Supplied text:

Cocktails? (Score:1)
Bacteria have to evolve fairly elaborate strategies around many of the antibiotics (AB). For example, a process that took a bacterium 2 steps may require 5 as a work-around to a given AB: a "long-cut". It seems to me a cocktail of multiple AB's would slow down the offensive work done by bacteria by forcing them to expand lots of energy to work around multiple AB's. It wouldn't just be one long-cut the bacterium has to take, but several: tax them from multiple angles like what red states accuse blue states o
No surprise (Score:2)
This has been predicted for a long, long time. Fixes are also known for a long, long time: Fix your damn broken health system that gives antibiotics for everything and stop using antibiotics for animals to improve yield.
What, greed is more important? Well, then keep dying. More and more.
Re: (Score:1)
What we do is irrelevant in the long term because antibiotic-resistant bugs will evolve in other countries which don't care. We might stop antibiotic-resistant bugs evolving here but the new ones will soon arrive on an airliner.
This was always going to be a perpetual arms race and we're no longer competent enough to develop new arms in the race.
Shouldn't have circumcised those babies (Score:2)
Oh wait that's autism. Anyway I'm sure we can treat it all with colloidal silver and or horse dewormer.
Anyone notice how triggered the right wing gets when you talk about horse dewormer?
Re: (Score:2)
> Anyone notice how triggered the right wing gets when you talk about horse dewormer?
Yep. Including the most excessively dumb ones that will claim that was the right recommendation and that it works just fine.
Re: (Score:2)
Come to think of it, I wonder whether there are already databases that estimate how easy each individual is to manipulate and how unable to fact-check. For the loud assholes, that would be easy to do. Obviously, the smart ones are in real danger, see the purges that Stalin did.
Re: (Score:2)
If it's good enough for the president it should be good enough for anyone.

Entries supplied:
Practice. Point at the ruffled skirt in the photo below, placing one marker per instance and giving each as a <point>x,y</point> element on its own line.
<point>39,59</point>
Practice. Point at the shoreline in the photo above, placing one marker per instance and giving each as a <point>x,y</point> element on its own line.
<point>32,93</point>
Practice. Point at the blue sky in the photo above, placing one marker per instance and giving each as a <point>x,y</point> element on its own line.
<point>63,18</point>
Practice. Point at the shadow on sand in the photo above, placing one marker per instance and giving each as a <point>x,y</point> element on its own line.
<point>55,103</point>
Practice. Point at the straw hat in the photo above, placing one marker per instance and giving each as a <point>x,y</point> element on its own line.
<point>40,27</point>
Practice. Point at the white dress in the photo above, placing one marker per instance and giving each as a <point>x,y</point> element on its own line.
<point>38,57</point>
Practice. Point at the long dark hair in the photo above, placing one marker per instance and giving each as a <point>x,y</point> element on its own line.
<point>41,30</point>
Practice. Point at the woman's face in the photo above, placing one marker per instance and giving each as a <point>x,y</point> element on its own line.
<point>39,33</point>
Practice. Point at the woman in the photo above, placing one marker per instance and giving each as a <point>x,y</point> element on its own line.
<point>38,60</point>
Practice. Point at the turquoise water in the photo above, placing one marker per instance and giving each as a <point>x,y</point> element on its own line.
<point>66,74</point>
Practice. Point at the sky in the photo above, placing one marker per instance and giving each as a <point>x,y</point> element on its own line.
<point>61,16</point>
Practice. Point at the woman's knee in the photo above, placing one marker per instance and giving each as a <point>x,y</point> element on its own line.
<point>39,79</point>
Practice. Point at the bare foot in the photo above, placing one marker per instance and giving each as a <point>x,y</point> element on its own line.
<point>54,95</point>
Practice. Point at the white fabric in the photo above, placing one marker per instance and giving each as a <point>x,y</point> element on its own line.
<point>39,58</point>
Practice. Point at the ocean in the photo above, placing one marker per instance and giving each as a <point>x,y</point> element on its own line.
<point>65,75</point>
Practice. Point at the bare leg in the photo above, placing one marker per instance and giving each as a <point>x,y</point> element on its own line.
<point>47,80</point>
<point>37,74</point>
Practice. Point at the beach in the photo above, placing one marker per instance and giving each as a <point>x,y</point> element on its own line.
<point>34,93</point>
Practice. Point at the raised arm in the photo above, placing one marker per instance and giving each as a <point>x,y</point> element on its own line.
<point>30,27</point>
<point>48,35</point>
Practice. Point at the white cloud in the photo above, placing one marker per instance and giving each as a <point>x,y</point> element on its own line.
---
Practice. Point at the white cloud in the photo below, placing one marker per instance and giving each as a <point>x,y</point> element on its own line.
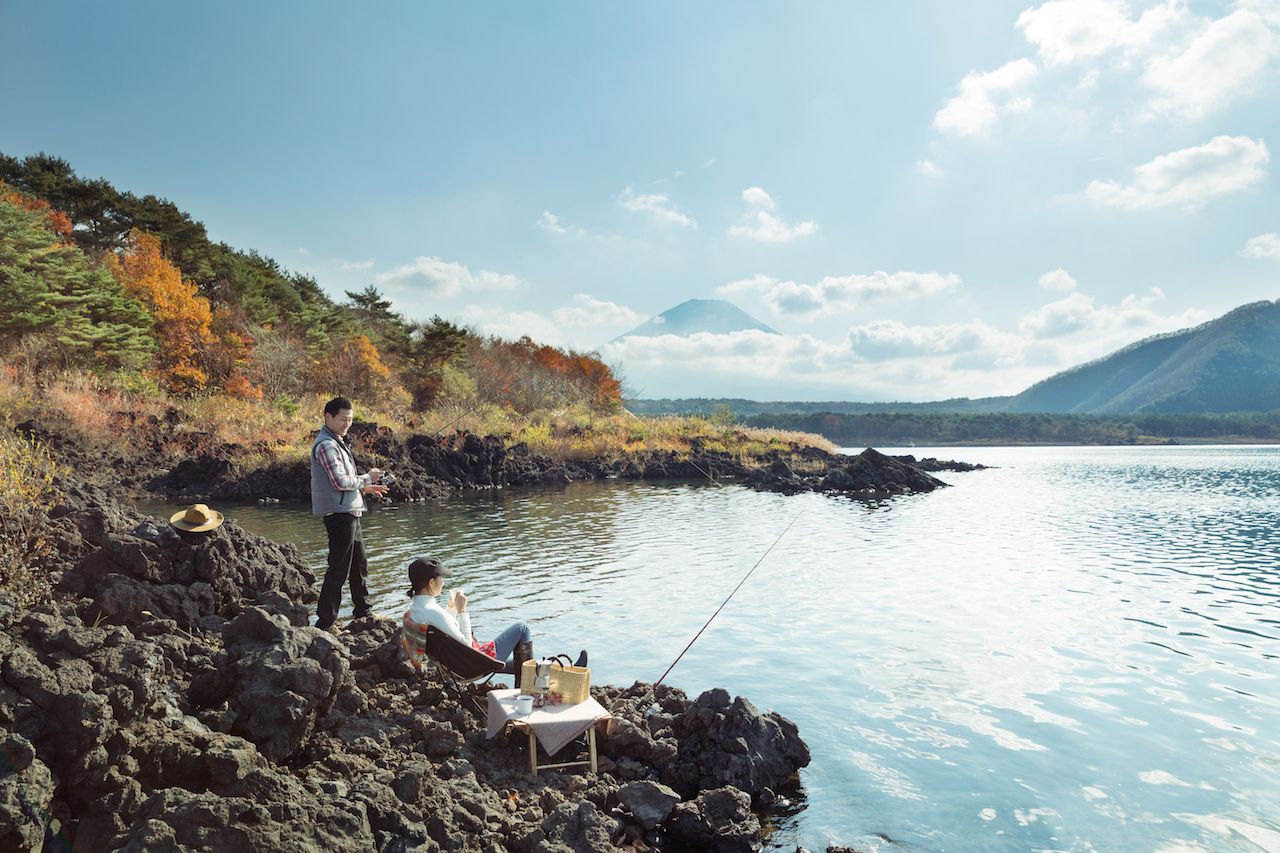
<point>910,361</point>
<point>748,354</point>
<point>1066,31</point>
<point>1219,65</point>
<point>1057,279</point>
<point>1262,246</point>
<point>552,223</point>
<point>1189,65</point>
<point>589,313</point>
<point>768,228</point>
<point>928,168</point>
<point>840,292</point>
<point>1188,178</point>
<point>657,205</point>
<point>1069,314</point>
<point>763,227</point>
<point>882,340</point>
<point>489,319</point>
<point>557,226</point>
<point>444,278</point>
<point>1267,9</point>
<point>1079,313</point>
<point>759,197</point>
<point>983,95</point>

Activity list:
**a)** In the comment thread, what does one reply say new antibiotic-resistant bugs will soon arrive on?
**b)** Copy the comment thread word for word from "This has been" to "More and more.".

Responses by task:
**a)** An airliner.

**b)**
This has been predicted for a long, long time. Fixes are also known for a long, long time: Fix your damn broken health system that gives antibiotics for everything and stop using antibiotics for animals to improve yield.
What, greed is more important? Well, then keep dying. More and more.